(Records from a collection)
┏━━

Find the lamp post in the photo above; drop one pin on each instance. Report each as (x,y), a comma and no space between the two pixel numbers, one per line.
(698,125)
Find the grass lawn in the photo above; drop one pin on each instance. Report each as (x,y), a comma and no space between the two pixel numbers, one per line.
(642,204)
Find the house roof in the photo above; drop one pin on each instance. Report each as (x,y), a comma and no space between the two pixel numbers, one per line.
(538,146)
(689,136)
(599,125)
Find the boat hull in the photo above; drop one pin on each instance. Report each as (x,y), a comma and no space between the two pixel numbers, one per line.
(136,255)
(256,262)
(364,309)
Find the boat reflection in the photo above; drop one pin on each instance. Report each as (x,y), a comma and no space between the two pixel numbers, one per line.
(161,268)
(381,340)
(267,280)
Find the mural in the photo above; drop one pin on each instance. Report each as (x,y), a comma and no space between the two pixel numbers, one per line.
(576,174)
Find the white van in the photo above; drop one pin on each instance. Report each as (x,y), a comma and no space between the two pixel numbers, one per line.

┗━━

- [Work request]:
Exact retyping of all the entries is required.

- [Completed exercise]:
Find the lamp post in the photo above; drop one pin on each instance. Report each as (x,y), a comma and no space between the two pixel numbers, one per line.
(698,125)
Find the grass lawn in the photo above; drop one pin on each instance. Report each as (x,y), a comma and no space between the two pixel numbers, one per line.
(642,204)
Find the house roof in the photo above; drop one pin on each instance. Report each as (x,y), a comma and no space between the two pixel numbers, one per line.
(538,146)
(689,136)
(599,125)
Find the boat hull in the photo above; drop one pin on each instance. Report each as (x,y), a comma and no space between the two pixel numbers, one per line.
(136,255)
(256,262)
(364,309)
Find the boat reflection in the photo above; drop one pin on each instance. Report each as (x,y), a comma and no space between the two pixel numbers, one per line.
(161,268)
(381,340)
(267,280)
Find the mural in the photo above; drop one pin on each instance. Report each as (x,y), a comma and no space between the two pixel numbers, one per line.
(576,174)
Find the white van in the photo above; drop one pin on each instance. Report each as (x,y), a comma and no space between the two pixel numbers, one per line.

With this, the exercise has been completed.